* **Written exercise**: Format the lines below as a Markdown table with two columns, Nr for the row number and Line for the text of the line. Include every line and leave out blank ones.

* **Data entries**:

____________

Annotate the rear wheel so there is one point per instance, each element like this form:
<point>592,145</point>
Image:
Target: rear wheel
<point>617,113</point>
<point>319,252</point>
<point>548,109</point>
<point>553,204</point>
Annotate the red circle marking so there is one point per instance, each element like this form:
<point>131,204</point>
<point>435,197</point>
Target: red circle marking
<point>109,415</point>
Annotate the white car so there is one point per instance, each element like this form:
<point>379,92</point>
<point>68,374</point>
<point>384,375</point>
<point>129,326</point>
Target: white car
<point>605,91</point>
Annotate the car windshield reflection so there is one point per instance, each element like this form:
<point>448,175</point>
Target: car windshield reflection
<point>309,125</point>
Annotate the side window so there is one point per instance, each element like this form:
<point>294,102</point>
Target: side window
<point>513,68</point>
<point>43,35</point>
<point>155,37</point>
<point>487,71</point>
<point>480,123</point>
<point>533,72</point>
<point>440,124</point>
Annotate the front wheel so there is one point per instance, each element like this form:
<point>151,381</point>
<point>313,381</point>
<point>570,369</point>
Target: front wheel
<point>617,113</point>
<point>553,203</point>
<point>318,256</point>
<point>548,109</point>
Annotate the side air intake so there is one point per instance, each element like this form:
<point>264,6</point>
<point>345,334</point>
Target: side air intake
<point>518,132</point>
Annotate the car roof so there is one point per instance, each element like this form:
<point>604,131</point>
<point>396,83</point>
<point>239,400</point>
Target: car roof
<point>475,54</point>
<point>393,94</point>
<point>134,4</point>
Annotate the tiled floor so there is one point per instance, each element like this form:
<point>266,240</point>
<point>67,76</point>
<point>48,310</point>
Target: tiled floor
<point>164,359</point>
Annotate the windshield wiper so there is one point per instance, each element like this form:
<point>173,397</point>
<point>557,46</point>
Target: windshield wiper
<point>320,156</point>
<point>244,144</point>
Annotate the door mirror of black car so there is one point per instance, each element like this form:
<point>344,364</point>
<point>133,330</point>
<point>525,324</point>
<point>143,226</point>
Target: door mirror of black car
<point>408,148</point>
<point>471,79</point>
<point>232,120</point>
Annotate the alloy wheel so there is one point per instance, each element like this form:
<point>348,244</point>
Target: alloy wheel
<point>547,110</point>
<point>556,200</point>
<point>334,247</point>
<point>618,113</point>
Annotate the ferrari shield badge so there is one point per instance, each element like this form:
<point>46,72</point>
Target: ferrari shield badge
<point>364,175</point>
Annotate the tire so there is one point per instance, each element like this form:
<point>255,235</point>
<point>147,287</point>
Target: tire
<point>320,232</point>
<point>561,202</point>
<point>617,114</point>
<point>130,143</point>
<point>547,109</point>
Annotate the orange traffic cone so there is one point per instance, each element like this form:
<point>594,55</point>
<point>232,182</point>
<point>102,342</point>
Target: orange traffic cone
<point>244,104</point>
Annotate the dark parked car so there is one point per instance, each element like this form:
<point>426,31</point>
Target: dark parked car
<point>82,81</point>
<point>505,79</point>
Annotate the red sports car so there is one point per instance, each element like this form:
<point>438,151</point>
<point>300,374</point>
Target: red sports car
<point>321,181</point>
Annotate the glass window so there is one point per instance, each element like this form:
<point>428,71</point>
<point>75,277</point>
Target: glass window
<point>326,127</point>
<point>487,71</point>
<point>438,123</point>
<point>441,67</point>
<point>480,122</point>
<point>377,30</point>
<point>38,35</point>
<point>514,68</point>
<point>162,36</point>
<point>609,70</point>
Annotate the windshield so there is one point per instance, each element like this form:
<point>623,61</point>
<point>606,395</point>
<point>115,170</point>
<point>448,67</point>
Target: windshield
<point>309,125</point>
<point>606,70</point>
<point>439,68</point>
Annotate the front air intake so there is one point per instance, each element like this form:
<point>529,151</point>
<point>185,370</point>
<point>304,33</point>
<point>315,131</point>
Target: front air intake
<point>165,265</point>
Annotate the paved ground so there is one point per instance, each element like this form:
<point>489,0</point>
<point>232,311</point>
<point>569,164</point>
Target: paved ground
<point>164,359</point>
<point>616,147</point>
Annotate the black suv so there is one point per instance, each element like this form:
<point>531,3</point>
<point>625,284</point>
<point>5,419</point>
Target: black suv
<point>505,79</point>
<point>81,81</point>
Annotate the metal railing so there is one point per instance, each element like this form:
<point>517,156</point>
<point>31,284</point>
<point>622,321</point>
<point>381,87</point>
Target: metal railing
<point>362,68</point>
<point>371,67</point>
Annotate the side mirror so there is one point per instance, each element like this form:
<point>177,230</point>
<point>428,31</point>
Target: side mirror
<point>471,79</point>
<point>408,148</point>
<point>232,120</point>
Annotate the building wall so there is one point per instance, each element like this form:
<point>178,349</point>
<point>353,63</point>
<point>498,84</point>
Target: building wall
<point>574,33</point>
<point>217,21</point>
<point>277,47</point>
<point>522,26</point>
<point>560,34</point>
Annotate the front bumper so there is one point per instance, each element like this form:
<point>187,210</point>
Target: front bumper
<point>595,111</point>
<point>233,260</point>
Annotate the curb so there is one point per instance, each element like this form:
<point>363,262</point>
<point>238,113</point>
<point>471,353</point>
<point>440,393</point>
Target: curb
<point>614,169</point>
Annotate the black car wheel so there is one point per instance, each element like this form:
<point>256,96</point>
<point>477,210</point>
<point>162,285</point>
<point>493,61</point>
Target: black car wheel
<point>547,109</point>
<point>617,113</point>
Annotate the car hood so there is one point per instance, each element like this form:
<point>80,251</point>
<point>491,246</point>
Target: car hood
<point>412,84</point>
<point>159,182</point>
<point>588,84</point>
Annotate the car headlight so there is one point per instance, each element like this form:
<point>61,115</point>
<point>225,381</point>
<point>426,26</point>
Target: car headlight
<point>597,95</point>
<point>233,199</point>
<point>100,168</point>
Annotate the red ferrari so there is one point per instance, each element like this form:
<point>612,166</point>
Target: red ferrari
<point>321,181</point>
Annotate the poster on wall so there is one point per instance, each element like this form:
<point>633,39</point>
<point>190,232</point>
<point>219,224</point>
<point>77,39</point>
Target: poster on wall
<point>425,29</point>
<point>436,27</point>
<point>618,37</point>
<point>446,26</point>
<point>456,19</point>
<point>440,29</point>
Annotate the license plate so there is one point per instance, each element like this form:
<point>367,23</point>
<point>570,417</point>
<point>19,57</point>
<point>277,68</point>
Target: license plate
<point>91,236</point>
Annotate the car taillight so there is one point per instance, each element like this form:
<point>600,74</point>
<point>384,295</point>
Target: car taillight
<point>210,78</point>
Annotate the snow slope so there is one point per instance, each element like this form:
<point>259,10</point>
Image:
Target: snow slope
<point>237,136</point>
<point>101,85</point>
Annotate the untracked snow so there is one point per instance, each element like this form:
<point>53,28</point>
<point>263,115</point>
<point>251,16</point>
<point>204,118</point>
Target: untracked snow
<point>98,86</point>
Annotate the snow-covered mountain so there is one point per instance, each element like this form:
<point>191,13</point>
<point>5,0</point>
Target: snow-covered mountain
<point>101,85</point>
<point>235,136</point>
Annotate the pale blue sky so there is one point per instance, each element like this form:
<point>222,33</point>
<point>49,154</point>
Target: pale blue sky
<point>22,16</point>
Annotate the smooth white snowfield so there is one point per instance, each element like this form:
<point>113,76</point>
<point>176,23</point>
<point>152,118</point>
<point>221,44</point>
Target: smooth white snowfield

____________

* **The answer**:
| Nr | Line |
|---|---|
| 1 | Annotate the rear wheel so there is one point per instance, each element like this form: |
| 2 | <point>592,145</point> |
| 3 | Image: |
| 4 | Target: rear wheel |
| 5 | <point>617,113</point> |
| 6 | <point>319,252</point> |
| 7 | <point>548,109</point> |
| 8 | <point>553,204</point> |
| 9 | Annotate the red circle marking so there is one point per instance, each element like this form: |
| 10 | <point>131,204</point> |
| 11 | <point>435,197</point> |
| 12 | Target: red circle marking |
| 13 | <point>109,415</point> |
| 14 | Annotate the white car so there is one point per instance, each element like this form: |
| 15 | <point>379,92</point> |
| 16 | <point>68,374</point> |
| 17 | <point>384,375</point> |
| 18 | <point>129,326</point> |
| 19 | Target: white car |
| 20 | <point>605,91</point> |
| 21 | Annotate the car windshield reflection so there is one point per instance, each element like this form: |
| 22 | <point>448,175</point> |
| 23 | Target: car windshield reflection |
| 24 | <point>309,125</point> |
| 25 | Annotate the side window so there is one point per instance, each element like this form: |
| 26 | <point>294,102</point> |
| 27 | Target: side window |
| 28 | <point>513,68</point> |
| 29 | <point>43,35</point> |
| 30 | <point>155,37</point> |
| 31 | <point>487,71</point> |
| 32 | <point>480,123</point> |
| 33 | <point>533,72</point> |
| 34 | <point>440,124</point> |
| 35 | Annotate the front wheel so there is one point per instance, each element like this form: |
| 36 | <point>151,381</point> |
| 37 | <point>313,381</point> |
| 38 | <point>570,369</point> |
| 39 | Target: front wheel |
| 40 | <point>617,113</point> |
| 41 | <point>553,203</point> |
| 42 | <point>318,256</point> |
| 43 | <point>548,109</point> |
| 44 | Annotate the side air intake so there is one point per instance, each element like this form: |
| 45 | <point>264,6</point> |
| 46 | <point>345,334</point> |
| 47 | Target: side air intake |
| 48 | <point>518,132</point> |
| 49 | Annotate the car roof so there is one point per instance, each element like this form: |
| 50 | <point>604,131</point> |
| 51 | <point>396,83</point> |
| 52 | <point>239,400</point> |
| 53 | Target: car roof |
| 54 | <point>475,54</point> |
| 55 | <point>393,94</point> |
| 56 | <point>134,4</point> |
| 57 | Annotate the tiled floor so there is one point per instance, each element like this form: |
| 58 | <point>266,240</point> |
| 59 | <point>67,76</point> |
| 60 | <point>48,310</point> |
| 61 | Target: tiled floor |
| 62 | <point>164,359</point> |
| 63 | Annotate the windshield wiper so there is one point per instance, each element like this form: |
| 64 | <point>173,397</point> |
| 65 | <point>557,46</point> |
| 66 | Target: windshield wiper |
| 67 | <point>320,156</point> |
| 68 | <point>244,144</point> |
| 69 | Annotate the door mirror of black car so there is one point per instance, each element like this form: |
| 70 | <point>344,364</point> |
| 71 | <point>133,330</point> |
| 72 | <point>525,324</point> |
| 73 | <point>143,226</point> |
| 74 | Target: door mirror of black car |
| 75 | <point>408,148</point> |
| 76 | <point>471,79</point> |
| 77 | <point>232,120</point> |
| 78 | Annotate the alloy wheel so there is one point per instance, each element like this form: |
| 79 | <point>348,244</point> |
| 80 | Target: alloy wheel |
| 81 | <point>547,110</point> |
| 82 | <point>556,200</point> |
| 83 | <point>334,247</point> |
| 84 | <point>618,113</point> |
| 85 | Annotate the ferrari shield badge so there is one point per instance, each element like this form: |
| 86 | <point>46,72</point> |
| 87 | Target: ferrari shield badge |
| 88 | <point>364,175</point> |
| 89 | Annotate the tire so there is one point per instance, each element like this form: |
| 90 | <point>255,235</point> |
| 91 | <point>147,287</point> |
| 92 | Target: tire |
| 93 | <point>320,232</point> |
| 94 | <point>561,202</point> |
| 95 | <point>617,114</point> |
| 96 | <point>130,143</point> |
| 97 | <point>547,109</point> |
| 98 | Annotate the orange traffic cone so there is one point per instance, each element like this form: |
| 99 | <point>594,55</point> |
| 100 | <point>232,182</point> |
| 101 | <point>102,342</point> |
| 102 | Target: orange traffic cone |
| 103 | <point>244,104</point> |
| 104 | Annotate the dark parked car so there is one point per instance, each element like this form: |
| 105 | <point>426,31</point> |
| 106 | Target: dark parked car |
| 107 | <point>82,81</point> |
| 108 | <point>505,79</point> |
| 109 | Annotate the red sports car so there is one point per instance, each element like this form: |
| 110 | <point>438,151</point> |
| 111 | <point>300,374</point> |
| 112 | Target: red sports car |
| 113 | <point>321,181</point> |
| 114 | Annotate the glass window so there is one point per instance, each element like this form: |
| 115 | <point>428,71</point> |
| 116 | <point>75,277</point> |
| 117 | Target: glass window |
| 118 | <point>326,127</point> |
| 119 | <point>487,71</point> |
| 120 | <point>438,123</point> |
| 121 | <point>441,67</point> |
| 122 | <point>480,122</point> |
| 123 | <point>377,30</point> |
| 124 | <point>38,35</point> |
| 125 | <point>514,68</point> |
| 126 | <point>162,36</point> |
| 127 | <point>609,70</point> |
| 128 | Annotate the windshield so there is one point per instance, each element like this form: |
| 129 | <point>623,61</point> |
| 130 | <point>606,395</point> |
| 131 | <point>115,170</point> |
| 132 | <point>448,67</point> |
| 133 | Target: windshield |
| 134 | <point>309,125</point> |
| 135 | <point>606,70</point> |
| 136 | <point>439,68</point> |
| 137 | Annotate the front air intake so there is one point per instance, each element like this form: |
| 138 | <point>529,151</point> |
| 139 | <point>185,370</point> |
| 140 | <point>304,33</point> |
| 141 | <point>315,131</point> |
| 142 | Target: front air intake |
| 143 | <point>165,265</point> |
| 144 | Annotate the paved ground so there is one point per instance, each element like this form: |
| 145 | <point>489,0</point> |
| 146 | <point>232,311</point> |
| 147 | <point>569,164</point> |
| 148 | Target: paved ground |
| 149 | <point>164,359</point> |
| 150 | <point>616,147</point> |
| 151 | Annotate the black suv so there is one point per instance, each element like this form: |
| 152 | <point>531,3</point> |
| 153 | <point>625,284</point> |
| 154 | <point>5,419</point> |
| 155 | Target: black suv |
| 156 | <point>505,79</point> |
| 157 | <point>81,81</point> |
| 158 | Annotate the metal railing so there is one point per instance, each element like this form: |
| 159 | <point>517,156</point> |
| 160 | <point>31,284</point> |
| 161 | <point>622,321</point> |
| 162 | <point>381,87</point> |
| 163 | Target: metal railing |
| 164 | <point>362,68</point> |
| 165 | <point>371,67</point> |
| 166 | Annotate the side mirror so there is one point per instance, each element like this form: |
| 167 | <point>177,230</point> |
| 168 | <point>428,31</point> |
| 169 | Target: side mirror |
| 170 | <point>471,79</point> |
| 171 | <point>408,148</point> |
| 172 | <point>232,120</point> |
| 173 | Annotate the building wall so there is one point per instance, each element like this form: |
| 174 | <point>178,349</point> |
| 175 | <point>353,63</point> |
| 176 | <point>498,84</point> |
| 177 | Target: building wall |
| 178 | <point>574,33</point> |
| 179 | <point>217,21</point> |
| 180 | <point>277,47</point> |
| 181 | <point>522,26</point> |
| 182 | <point>560,34</point> |
| 183 | Annotate the front bumper so there is one point per instance, each element like this form: |
| 184 | <point>187,210</point> |
| 185 | Target: front bumper |
| 186 | <point>595,111</point> |
| 187 | <point>233,260</point> |
| 188 | Annotate the curb so there is one point per instance, each element like this form: |
| 189 | <point>363,262</point> |
| 190 | <point>238,113</point> |
| 191 | <point>471,353</point> |
| 192 | <point>440,393</point> |
| 193 | Target: curb |
| 194 | <point>614,169</point> |
| 195 | Annotate the black car wheel so there is one point per instance, each element like this form: |
| 196 | <point>256,96</point> |
| 197 | <point>477,210</point> |
| 198 | <point>162,285</point> |
| 199 | <point>493,61</point> |
| 200 | Target: black car wheel |
| 201 | <point>547,109</point> |
| 202 | <point>617,113</point> |
| 203 | Annotate the car hood so there is one point per instance, each element like this form: |
| 204 | <point>80,251</point> |
| 205 | <point>491,246</point> |
| 206 | Target: car hood |
| 207 | <point>412,84</point> |
| 208 | <point>159,182</point> |
| 209 | <point>588,84</point> |
| 210 | Annotate the car headlight so there is one point per instance, each element like this form: |
| 211 | <point>61,115</point> |
| 212 | <point>225,381</point> |
| 213 | <point>426,26</point> |
| 214 | Target: car headlight |
| 215 | <point>597,95</point> |
| 216 | <point>233,199</point> |
| 217 | <point>100,168</point> |
| 218 | Annotate the red ferrari so there is one point per instance, each element like this form: |
| 219 | <point>612,166</point> |
| 220 | Target: red ferrari |
| 221 | <point>321,181</point> |
| 222 | Annotate the poster on wall so there is one point per instance, each element like this form: |
| 223 | <point>633,39</point> |
| 224 | <point>190,232</point> |
| 225 | <point>219,224</point> |
| 226 | <point>77,39</point> |
| 227 | Target: poster on wall |
| 228 | <point>425,29</point> |
| 229 | <point>436,27</point> |
| 230 | <point>618,37</point> |
| 231 | <point>446,26</point> |
| 232 | <point>456,19</point> |
| 233 | <point>440,29</point> |
| 234 | Annotate the license plate so there is one point per instance, each element like this form: |
| 235 | <point>367,23</point> |
| 236 | <point>570,417</point> |
| 237 | <point>19,57</point> |
| 238 | <point>277,68</point> |
| 239 | Target: license plate |
| 240 | <point>91,236</point> |
| 241 | Annotate the car taillight so there is one point per instance, each element like this form: |
| 242 | <point>600,74</point> |
| 243 | <point>384,295</point> |
| 244 | Target: car taillight |
| 245 | <point>210,78</point> |
| 246 | Annotate the snow slope so there is one point per instance, each element like this form: |
| 247 | <point>259,10</point> |
| 248 | Image: |
| 249 | Target: snow slope |
| 250 | <point>237,136</point> |
| 251 | <point>101,85</point> |
| 252 | Annotate the untracked snow so there is one point per instance, each element like this form: |
| 253 | <point>53,28</point> |
| 254 | <point>263,115</point> |
| 255 | <point>251,16</point> |
| 256 | <point>204,118</point> |
| 257 | Target: untracked snow |
| 258 | <point>98,86</point> |
| 259 | Annotate the snow-covered mountain so there is one point per instance, each element like this form: |
| 260 | <point>191,13</point> |
| 261 | <point>5,0</point> |
| 262 | Target: snow-covered mountain |
| 263 | <point>101,85</point> |
| 264 | <point>235,136</point> |
| 265 | Annotate the pale blue sky so there is one point per instance, each element like this form: |
| 266 | <point>222,33</point> |
| 267 | <point>49,154</point> |
| 268 | Target: pale blue sky |
| 269 | <point>22,16</point> |
| 270 | Annotate the smooth white snowfield so there is one point per instance, each element like this form: |
| 271 | <point>113,76</point> |
| 272 | <point>176,23</point> |
| 273 | <point>152,118</point> |
| 274 | <point>221,44</point> |
| 275 | Target: smooth white snowfield |